## [TAREFA 1]
No texto sobre orfandade em Minas Gerais, com quantos anos a menina chamada de Ana perdeu a mãe?
## [TAREFA 2]
Escreva a continuação do texto sobre orfandade em Minas Gerais, começando logo após a última frase apresentada.

## [TEXTO FORNECIDO]
+ + + +

Outra grande causa de orfandade em Minas Gerais foi a pandemia de Covid-19. Um exemplo concreto do impacto gerado por essa tragédia foi relatado pela professora do Departamento de Serviço Social da PUC Minas, Fernanda Flaviana Martins. O caso foi identificado em pesquisa sobre o impacto da pandemia em três comunidades de Belo Horizonte: Vila Maria, Fazendinha (no Aglomerado da Serra) e Taquaril.
Identificada pelo nome fictício de Ana, a menina perdeu a mãe aos 11 anos de idade durante a pandemia. “A criança entrou em depressão, seu problema de obesidade se agravou e ainda precisou fazer uma cirurgia urgente. Ela sofreu muito bullying na escola e dificuldades de locomoção. A irmã não tinha guarda judicial e enfrentou muitas dificuldades para conseguir consultas, matrícula na escola, acompanhamento médico e psicológico”, relatou Fernanda Martins.
De acordo com o secretário executivo da Coalizão Nacional Orfandade e Direitos, Milton Alves Santos, dados oficiais dos cartórios mostrariam em Minas Gerais mais de 6,1 mil órfãos, sendo 70% deles com menos de seis anos de idade e 10% deles órfãos da Covid-19.
Os participantes da audiência pública se referiram ao caso de “Ana” como um exemplo de falha do Estado, que contabilizou a morte da mãe, mas falhou em tomar providências em favor da filha. A mesma falha que acontece com relação às vítimas identificadas por órgãos de saúde também é cometida por órgãos de Justiça e de segurança pública.
Vítimas indiretas de feminicídio devem receber mais atenção
Milton Santos reforçou a necessidade de se priorizar a assistência aos órfãos. “A gente faz a gestão da morte e não da vida. Não há nenhum protocolo de como o Estado irá lidar com essas crianças”, alertou. Ele também advertiu que o Estado deve pensar nestas crianças antes de estimular uma política de encarceramento massivo.

+ + + +

## [Dados coletados]

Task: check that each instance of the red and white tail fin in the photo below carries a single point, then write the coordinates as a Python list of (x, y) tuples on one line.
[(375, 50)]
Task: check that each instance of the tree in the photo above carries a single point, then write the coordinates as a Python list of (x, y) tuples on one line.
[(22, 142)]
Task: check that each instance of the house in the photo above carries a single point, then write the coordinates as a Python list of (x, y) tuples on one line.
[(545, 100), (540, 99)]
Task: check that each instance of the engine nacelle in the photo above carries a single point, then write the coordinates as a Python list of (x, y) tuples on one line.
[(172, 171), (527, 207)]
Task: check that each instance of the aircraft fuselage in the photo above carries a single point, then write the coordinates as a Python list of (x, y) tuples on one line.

+ + + +

## [SUA RESPOSTA 1]
Ana perdeu a mãe aos 11 anos de idade.

## [SUA RESPOSTA 2]
Na opinião da promotora de Justiça Ana Tereza Sales Giacomini, coordenadora do Centro Estadual de Apoio às Vítimas - Casa Lilian do Ministério Público Estadual, o acesso às vítimas indiretas é a primeira dificuldade enfrentada em seu trabalho. “O Sistema de Justiça e o Sistema de Segurança Pública deveriam, já nesse primeiro momento, pensar nestas vítimas indiretas”, defendeu ela, acrescentando que essas informações deveriam ser repassadas aos órgãos de assistência social.
Hoje, em sua avaliação, essas vítimas indiretas ficam esquecidas. “Elas vão ficar esquecidas até que venham bater no sistema, seja cometendo um ato infracional ou novamente como vítima”, lamentou.
A Casa Lilian foi criada pelo Ministério Público em 2023 e foi batizada em homenagem à servidora Lilian Hermógenes da Silva, assassinada em 23 de agosto de 2016 a mando do ex-marido. O órgão é dedicado ao atendimento integral de pessoas que foram vítimas de crimes, seus familiares, comunidades ou coletivos. O foco está em crimes sexuais, homicídio, feminicídio, racismo e outros crimes de ódio ou discriminação.
A defensora pública Eden Mattar, coordenadora da Dedica-Cível/BH - Defensoria Especializada dos Direitos das Crianças e Adolescentes, lembrou que muitas vezes o Cadastro Único para Programas Sociais (CADúnico) simplesmente é cancelado com a morte do titular. “Que assistência é essa interrompida quando a criança mais necessita?”, questionou, propondo que os cartórios de registro passem a comunicar aos órgãos de assistência social as informações necessárias para a efetivação do trabalho de proteção aos órfãos.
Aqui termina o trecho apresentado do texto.